[What you are asked to do] Your task is to print all of the material verbatim.

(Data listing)
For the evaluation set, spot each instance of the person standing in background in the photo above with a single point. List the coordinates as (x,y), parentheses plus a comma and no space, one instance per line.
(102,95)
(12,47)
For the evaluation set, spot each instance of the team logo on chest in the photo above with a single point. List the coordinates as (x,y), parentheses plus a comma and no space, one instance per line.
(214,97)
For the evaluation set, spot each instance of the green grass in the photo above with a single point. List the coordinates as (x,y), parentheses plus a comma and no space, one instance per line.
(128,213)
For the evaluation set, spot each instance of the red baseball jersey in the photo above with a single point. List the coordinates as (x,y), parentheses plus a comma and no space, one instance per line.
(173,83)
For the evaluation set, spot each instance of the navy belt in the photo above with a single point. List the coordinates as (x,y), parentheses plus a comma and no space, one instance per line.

[Response to the task]
For the evaluation set, spot each instance of the person standing in background in the photo above with a single point. List the coordinates as (x,y), parentheses plus a comma and no space, one instance per line.
(102,95)
(12,47)
For the evaluation set, spot each instance of the team logo on chest in the photo above with a single point. List the coordinates as (x,y), parentheses plus a comma and no space, one instance per line.
(214,97)
For the evaluation set, spot each instance of the green grass in the photo above with a single point. List the coordinates as (x,y), parentheses plus a comma and no space, one instance per line.
(128,213)
For the evaluation set, spot each instance of the red baseball jersey in the photo above with a single point. List the coordinates as (x,y), parentheses plus a comma and no space, one instance per line.
(173,83)
For the evaluation set, spot each instance of the navy belt in the photo above with a single point. List the coordinates as (x,y), parentheses plus a comma and no space, one instance per line.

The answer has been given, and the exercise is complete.